## Task requirements
Copy each of the rows below word for word, keeping their order and line breaks.

---+---

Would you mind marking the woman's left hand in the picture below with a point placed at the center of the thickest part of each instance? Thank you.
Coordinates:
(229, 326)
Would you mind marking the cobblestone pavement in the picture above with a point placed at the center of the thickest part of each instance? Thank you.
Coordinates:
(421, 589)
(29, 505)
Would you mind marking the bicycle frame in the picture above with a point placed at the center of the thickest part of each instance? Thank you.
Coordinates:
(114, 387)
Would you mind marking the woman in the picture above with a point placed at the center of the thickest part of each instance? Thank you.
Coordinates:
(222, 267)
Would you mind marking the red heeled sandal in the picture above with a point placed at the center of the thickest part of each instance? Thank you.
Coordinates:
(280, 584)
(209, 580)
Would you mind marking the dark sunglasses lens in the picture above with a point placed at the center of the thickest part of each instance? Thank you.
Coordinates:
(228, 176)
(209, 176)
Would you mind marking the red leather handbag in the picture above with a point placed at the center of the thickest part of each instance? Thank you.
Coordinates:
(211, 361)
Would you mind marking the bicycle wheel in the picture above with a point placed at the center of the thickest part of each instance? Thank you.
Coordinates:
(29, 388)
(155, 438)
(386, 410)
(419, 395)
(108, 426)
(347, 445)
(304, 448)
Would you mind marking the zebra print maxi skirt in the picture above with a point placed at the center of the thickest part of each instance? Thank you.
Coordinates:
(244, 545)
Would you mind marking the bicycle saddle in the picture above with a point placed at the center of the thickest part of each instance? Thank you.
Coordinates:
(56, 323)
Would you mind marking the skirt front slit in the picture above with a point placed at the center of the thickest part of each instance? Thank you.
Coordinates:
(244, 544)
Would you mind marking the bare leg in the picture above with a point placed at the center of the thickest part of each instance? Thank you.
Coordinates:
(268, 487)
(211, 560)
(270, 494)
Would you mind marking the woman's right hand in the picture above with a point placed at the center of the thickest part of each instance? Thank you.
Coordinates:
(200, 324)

---+---

## Written response
Would you mind marking the woman's left hand in the picture below with a point placed at the center of the thickest part of each instance? Thank you.
Coordinates:
(229, 326)
Would you mind marking the cobblestone pavement in the picture above with a point placed at the center of the thickest part of each instance? Thank you.
Coordinates:
(421, 589)
(29, 505)
Would you mind marking the bicycle frame in the picture above with a point placed at the center of the thickest part of each instance? Thank you.
Coordinates:
(114, 387)
Would you mind marking the woman in the picture above with a point placed at the center of the thickest part of each instance? Thank you.
Coordinates:
(222, 267)
Would you mind marking the red heeled sandal in the picture above with a point placed at the center of the thickest part of each instance? Thank you.
Coordinates:
(280, 584)
(209, 580)
Would you mind marking the dark sunglasses lens in the picture above with a point placed at the center of the thickest part of each instance? Thank you.
Coordinates:
(228, 176)
(209, 176)
Would you mind marking the red leather handbag in the picture above with a point placed at the center of the thickest part of each instance? Thank you.
Coordinates:
(211, 361)
Would you mind marking the bicycle wheel in the picture above with a point placed at the center of the thickest part of each instance? Thank you.
Coordinates:
(29, 388)
(155, 438)
(386, 410)
(419, 395)
(108, 426)
(347, 445)
(304, 448)
Would you mind marking the zebra print maxi skirt in the picture above with a point placed at the center of the thickest part of each instance? Thank you.
Coordinates:
(244, 545)
Would you mind marking the bicycle saddle in the picture above with a point placed at the center of the thickest part of each instance? Thank you.
Coordinates:
(56, 323)
Would you mind marking the skirt front slit in the picture above with a point placed at the center of the thickest part of each instance? Thank you.
Coordinates:
(244, 544)
Would you mind marking the bare leg in the picture above with a point placed at the center of the thickest part of each instance? Thank you.
Coordinates:
(268, 487)
(211, 560)
(270, 494)
Would you mind marking the woman's right hand in the picture above with a point placed at the center of the thickest part of each instance? Thank you.
Coordinates:
(200, 324)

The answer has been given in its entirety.